* EXERCISE OBJECTIVE *
Can you recast the data below as a numbered list, beginning at the line that contains "man's khaki pant?" and stopping after the line that contains "0,276 -> 494,400", with any blank lines omitted?
########################################
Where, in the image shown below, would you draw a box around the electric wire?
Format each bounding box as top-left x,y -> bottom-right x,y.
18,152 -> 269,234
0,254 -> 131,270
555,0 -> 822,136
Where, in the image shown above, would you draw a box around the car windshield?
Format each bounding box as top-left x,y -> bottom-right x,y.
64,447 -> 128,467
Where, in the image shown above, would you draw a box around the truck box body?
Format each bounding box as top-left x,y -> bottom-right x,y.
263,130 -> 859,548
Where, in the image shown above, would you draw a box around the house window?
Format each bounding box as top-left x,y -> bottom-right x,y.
########################################
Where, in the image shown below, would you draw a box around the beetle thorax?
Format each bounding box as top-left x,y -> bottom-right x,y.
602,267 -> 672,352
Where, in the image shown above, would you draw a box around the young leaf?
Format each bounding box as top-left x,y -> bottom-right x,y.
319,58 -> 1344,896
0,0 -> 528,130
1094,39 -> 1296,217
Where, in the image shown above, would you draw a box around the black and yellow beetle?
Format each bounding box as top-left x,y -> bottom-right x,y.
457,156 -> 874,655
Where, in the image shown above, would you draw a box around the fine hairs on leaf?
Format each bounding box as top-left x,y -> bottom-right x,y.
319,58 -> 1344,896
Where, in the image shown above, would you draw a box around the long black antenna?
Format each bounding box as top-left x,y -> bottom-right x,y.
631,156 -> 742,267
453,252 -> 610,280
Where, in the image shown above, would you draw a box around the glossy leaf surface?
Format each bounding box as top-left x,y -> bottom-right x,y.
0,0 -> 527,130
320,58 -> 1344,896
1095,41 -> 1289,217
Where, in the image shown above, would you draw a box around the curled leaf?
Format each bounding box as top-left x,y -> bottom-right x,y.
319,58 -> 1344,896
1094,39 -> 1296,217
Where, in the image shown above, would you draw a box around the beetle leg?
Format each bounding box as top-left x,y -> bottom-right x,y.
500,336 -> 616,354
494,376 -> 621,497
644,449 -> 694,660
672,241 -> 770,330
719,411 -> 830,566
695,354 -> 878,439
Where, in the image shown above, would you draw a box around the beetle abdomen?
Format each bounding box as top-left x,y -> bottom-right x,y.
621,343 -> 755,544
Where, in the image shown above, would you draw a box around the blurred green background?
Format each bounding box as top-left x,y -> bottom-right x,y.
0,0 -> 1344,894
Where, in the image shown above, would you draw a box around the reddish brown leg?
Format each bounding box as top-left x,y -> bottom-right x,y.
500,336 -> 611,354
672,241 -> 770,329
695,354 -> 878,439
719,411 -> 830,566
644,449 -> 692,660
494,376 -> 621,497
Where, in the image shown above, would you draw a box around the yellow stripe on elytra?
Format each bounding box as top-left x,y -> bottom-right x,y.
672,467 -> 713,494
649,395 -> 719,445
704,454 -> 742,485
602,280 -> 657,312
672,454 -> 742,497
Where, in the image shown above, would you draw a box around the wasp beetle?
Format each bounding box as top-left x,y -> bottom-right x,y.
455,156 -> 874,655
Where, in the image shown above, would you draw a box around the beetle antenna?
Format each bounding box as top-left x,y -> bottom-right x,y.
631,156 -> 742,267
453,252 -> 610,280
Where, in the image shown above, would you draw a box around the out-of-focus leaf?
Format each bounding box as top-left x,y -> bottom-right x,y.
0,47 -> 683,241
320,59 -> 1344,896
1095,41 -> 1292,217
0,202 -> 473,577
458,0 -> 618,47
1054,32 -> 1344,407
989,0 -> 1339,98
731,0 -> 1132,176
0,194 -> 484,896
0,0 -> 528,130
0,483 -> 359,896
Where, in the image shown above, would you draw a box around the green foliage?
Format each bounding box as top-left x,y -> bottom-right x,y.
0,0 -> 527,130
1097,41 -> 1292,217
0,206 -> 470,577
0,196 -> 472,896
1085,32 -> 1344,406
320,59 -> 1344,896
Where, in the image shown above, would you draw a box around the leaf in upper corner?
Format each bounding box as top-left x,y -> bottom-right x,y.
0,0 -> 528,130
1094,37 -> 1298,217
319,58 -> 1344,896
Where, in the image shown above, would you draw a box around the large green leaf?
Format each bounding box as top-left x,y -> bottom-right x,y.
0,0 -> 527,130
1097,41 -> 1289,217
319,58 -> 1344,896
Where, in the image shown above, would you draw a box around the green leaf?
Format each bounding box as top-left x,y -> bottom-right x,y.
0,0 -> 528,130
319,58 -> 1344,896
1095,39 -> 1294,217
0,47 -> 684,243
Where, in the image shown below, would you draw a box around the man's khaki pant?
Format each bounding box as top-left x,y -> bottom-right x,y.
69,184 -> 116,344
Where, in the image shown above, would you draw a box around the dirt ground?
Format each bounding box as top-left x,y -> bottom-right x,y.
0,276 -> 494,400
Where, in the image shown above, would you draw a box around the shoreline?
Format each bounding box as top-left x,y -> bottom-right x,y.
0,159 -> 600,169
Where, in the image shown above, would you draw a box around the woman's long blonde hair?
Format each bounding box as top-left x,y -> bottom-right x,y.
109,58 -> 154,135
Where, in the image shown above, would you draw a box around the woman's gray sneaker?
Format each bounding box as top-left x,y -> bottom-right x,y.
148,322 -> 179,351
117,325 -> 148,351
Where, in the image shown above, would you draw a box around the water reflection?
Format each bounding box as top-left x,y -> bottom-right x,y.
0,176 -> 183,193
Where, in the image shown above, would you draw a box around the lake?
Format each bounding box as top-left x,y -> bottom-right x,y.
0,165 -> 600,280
########################################
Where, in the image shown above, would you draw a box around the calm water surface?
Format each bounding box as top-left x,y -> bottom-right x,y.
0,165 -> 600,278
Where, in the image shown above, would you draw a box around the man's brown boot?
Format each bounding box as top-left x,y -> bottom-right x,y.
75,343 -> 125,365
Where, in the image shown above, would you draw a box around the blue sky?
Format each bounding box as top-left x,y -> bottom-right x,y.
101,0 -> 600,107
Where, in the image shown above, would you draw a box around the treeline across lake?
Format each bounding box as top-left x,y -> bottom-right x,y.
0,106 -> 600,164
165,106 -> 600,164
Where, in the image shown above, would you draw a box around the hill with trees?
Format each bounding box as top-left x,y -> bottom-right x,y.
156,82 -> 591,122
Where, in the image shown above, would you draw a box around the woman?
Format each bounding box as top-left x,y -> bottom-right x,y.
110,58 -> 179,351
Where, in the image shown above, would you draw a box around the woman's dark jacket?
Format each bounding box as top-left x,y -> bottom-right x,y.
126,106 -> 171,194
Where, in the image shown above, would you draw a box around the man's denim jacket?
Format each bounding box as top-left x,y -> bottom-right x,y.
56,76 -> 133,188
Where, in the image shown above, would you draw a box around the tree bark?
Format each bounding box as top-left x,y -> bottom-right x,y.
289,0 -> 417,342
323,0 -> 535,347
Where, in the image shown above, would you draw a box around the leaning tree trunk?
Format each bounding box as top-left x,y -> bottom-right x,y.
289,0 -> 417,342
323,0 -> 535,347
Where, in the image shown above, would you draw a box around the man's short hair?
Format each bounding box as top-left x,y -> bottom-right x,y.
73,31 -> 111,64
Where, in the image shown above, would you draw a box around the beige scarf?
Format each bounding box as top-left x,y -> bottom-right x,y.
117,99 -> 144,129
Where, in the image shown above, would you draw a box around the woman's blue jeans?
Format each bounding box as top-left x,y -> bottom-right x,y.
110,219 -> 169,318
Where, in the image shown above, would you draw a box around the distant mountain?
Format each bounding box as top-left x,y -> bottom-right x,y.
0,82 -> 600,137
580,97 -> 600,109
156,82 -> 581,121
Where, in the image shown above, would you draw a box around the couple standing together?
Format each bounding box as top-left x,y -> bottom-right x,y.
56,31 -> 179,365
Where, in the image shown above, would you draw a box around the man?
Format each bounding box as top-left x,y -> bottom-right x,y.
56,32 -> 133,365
########################################
* REPLY TO THE EXERCISE *
1. Where, in the image shown below, would you draw a box around the man's khaki pant?
2. Format each bounding box as top-left x,y -> bottom-right x,y.
3. 69,184 -> 116,344
4. Where, in the image shown above, would you draw a box around the dirt ground?
5. Format each bounding box as top-left x,y -> bottom-right x,y.
6. 0,276 -> 494,400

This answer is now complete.